▶ [課題]
以下の記録から、文字列「leaf」を含む行をすべて見つけ出し、一行ずつ書き写してください。大文字と小文字は区別されます。

▶ [演習用記録]
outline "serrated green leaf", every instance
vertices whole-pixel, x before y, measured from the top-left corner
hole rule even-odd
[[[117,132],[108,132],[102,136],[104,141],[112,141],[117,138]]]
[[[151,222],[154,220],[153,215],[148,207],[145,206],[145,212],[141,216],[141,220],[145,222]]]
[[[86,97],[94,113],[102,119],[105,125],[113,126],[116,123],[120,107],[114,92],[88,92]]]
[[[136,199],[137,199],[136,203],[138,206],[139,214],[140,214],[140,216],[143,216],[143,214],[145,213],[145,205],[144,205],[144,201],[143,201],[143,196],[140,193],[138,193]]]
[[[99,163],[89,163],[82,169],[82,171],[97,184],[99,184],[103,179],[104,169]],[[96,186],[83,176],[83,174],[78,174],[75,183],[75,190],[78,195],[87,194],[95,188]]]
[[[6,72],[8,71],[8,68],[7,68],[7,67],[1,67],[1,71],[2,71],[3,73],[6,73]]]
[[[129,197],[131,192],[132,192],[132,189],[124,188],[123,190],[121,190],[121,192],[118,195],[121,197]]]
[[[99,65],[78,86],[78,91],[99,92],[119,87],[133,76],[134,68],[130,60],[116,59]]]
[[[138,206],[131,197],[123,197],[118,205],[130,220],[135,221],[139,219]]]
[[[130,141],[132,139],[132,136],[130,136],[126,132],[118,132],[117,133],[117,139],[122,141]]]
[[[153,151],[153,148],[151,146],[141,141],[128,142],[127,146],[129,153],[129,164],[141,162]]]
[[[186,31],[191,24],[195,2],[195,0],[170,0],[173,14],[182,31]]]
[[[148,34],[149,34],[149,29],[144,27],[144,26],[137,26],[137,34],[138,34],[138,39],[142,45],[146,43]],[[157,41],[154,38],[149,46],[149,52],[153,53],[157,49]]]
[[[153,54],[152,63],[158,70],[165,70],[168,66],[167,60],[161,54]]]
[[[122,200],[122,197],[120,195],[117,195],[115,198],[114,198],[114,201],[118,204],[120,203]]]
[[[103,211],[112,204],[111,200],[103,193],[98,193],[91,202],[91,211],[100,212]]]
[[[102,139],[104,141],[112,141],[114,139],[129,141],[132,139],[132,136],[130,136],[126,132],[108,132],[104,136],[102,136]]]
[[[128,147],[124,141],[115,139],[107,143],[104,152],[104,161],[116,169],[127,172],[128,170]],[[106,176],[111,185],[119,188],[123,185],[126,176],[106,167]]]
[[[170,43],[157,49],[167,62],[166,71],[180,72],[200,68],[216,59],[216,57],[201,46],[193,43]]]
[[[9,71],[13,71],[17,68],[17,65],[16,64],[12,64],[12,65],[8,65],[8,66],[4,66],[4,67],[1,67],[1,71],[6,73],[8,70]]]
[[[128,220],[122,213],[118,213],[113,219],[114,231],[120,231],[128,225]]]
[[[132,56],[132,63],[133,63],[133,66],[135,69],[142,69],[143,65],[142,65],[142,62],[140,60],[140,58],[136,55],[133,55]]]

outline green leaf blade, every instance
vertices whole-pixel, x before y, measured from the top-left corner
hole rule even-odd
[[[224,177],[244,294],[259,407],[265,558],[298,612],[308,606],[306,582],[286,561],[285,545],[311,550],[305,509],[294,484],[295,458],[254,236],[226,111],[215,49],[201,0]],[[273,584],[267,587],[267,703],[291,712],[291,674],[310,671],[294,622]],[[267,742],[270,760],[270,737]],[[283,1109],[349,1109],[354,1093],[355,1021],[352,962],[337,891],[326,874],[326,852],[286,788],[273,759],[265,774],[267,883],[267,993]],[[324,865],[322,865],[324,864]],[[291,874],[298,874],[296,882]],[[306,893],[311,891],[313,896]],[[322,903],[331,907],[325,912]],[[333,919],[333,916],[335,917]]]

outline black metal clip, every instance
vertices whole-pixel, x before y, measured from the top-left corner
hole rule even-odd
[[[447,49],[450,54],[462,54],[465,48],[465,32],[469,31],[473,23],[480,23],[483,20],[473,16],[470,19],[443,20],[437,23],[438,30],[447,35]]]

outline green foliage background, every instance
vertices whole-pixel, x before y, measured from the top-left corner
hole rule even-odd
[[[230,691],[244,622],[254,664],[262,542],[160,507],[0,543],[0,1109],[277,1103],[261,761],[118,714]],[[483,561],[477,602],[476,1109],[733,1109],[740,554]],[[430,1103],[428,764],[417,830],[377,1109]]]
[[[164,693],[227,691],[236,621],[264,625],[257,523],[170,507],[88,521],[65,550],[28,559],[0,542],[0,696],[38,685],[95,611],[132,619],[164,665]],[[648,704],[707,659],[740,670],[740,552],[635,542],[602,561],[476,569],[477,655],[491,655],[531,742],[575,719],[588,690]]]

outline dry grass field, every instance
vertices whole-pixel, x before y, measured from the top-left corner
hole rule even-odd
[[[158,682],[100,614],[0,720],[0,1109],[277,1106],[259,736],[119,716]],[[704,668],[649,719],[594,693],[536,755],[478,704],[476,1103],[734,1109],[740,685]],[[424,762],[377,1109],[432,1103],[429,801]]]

▶ [解答]
outline "serrated green leaf", every instance
outline green leaf blade, every instance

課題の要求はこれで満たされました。